● Tasks and exercises:
1 - Extract the part of the focal length post starting at "When I ask Astronomy.net" and ending at "to my eyes.", copying it word for word.
2 - Write what comes next in the forum post about telescope focal length, continuing from its last sentence.

● Source extract:

##########

So what do I have? (Focal Length)

[Synchronicity]

It started when I visited http://www.lightvortexastronomy.com/how-to-very-accurately-calculate-your-telescopes-effective-focal-length.html via a link in another thread.

My scope is a Skywatcher Esprit 80 ED APO with a nominal focal length of 400mm.
When I measure the focal train from the front of the lens cell to the sensor on my Canon EOS 7D it is about 370mm - fair enough as I assume the 400mm is through the visual focal train.

When I ask Astronomy.net to solve my images it comes back with Pixel scale:    4.3 arcsec/pixel.

When I put that and my camera pixel size (4.3 microns)into the calculations given on the website I get a focal length of 206 mm.

When I try to solve an image with All Sky Plate Solver it fails and then pops open the Settings Assistant. When I go through the process it also comes back with the same 206 mm figure.

I've posted below with my image of M31, the view in Stellarium with my settings in for the scope (370 mm) and sensor and the FLO astronomy.tools Field of View Simulator.  All are similar to my eyes.

##########

● Stored data:

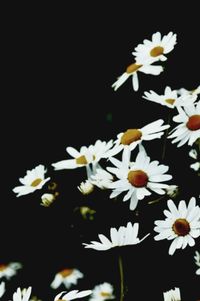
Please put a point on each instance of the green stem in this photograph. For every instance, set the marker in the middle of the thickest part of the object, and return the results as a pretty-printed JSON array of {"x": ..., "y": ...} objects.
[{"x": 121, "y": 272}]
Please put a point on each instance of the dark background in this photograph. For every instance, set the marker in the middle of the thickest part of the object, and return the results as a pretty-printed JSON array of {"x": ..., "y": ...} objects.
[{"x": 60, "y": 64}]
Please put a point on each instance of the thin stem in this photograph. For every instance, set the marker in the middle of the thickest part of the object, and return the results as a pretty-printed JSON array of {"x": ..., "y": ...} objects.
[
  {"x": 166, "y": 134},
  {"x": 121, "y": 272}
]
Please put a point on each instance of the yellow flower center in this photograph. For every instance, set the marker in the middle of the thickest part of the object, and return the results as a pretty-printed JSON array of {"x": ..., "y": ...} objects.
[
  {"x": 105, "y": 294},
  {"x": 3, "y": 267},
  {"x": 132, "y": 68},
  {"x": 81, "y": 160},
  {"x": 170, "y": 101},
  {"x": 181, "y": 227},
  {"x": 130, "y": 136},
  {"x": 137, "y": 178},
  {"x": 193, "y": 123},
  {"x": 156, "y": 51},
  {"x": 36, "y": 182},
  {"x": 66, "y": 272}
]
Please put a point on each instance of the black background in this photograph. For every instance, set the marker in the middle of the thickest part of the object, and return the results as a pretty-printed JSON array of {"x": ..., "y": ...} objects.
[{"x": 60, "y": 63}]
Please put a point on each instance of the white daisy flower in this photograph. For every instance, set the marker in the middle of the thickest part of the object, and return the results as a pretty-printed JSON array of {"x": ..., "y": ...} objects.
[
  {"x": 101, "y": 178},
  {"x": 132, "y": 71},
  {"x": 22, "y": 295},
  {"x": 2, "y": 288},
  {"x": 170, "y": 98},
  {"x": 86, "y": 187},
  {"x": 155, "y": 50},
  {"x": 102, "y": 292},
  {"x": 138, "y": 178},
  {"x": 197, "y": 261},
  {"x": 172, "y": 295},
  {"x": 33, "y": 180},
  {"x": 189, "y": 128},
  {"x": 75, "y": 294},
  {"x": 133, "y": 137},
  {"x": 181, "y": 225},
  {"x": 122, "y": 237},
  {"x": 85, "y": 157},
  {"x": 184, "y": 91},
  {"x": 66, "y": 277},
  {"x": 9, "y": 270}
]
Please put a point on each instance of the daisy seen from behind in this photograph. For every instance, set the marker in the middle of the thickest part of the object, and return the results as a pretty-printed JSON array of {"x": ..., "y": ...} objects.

##########

● Outputs in order:
1 -
When I ask Astronomy.net to solve my images it comes back with Pixel scale:    4.3 arcsec/pixel.

When I put that and my camera pixel size (4.3 microns)into the calculations given on the website I get a focal length of 206 mm.

When I try to solve an image with All Sky Plate Solver it fails and then pops open the Settings Assistant. When I go through the process it also comes back with the same 206 mm figure.

I've posted below with my image of M31, the view in Stellarium with my settings in for the scope (370 mm) and sensor and the FLO astronomy.tools Field of View Simulator.  All are similar to my eyes.

2 -
The final image is Stellarium with the FL set to 206 mm but everything else as before.

I am confused.  There is obviously something that I'm not understanding  - any help much appreciated!

Michael

 

 

[Anthonyexmouth]

i think your pixel scale is off. looks high. should be 2-2.5 arc/sec at a rough guess

although not done any calc myself. so might be wrong

did you bin ?

[almcl]

The field flattener may be making a difference. 

If it's the .85 version, your effective focal length will be 400 x .85 (=340) or 370 x .85 (=285)

If, in the processing, you have done any reductions, binning or the like, this too will make a difference. 

Been caught by this a few times myself.

[Ben the Ignorant]

1 hour ago, Synchronicity said:

My scope is a Skywatcher Esprit 80 ED APO with a nominal focal length of 400mm.

When I measure the focal train from the front of the lens cell to the sensor on my Canon EOS 7D it is about 370mm - fair enough as I assume the 400mm is through the visual focal train.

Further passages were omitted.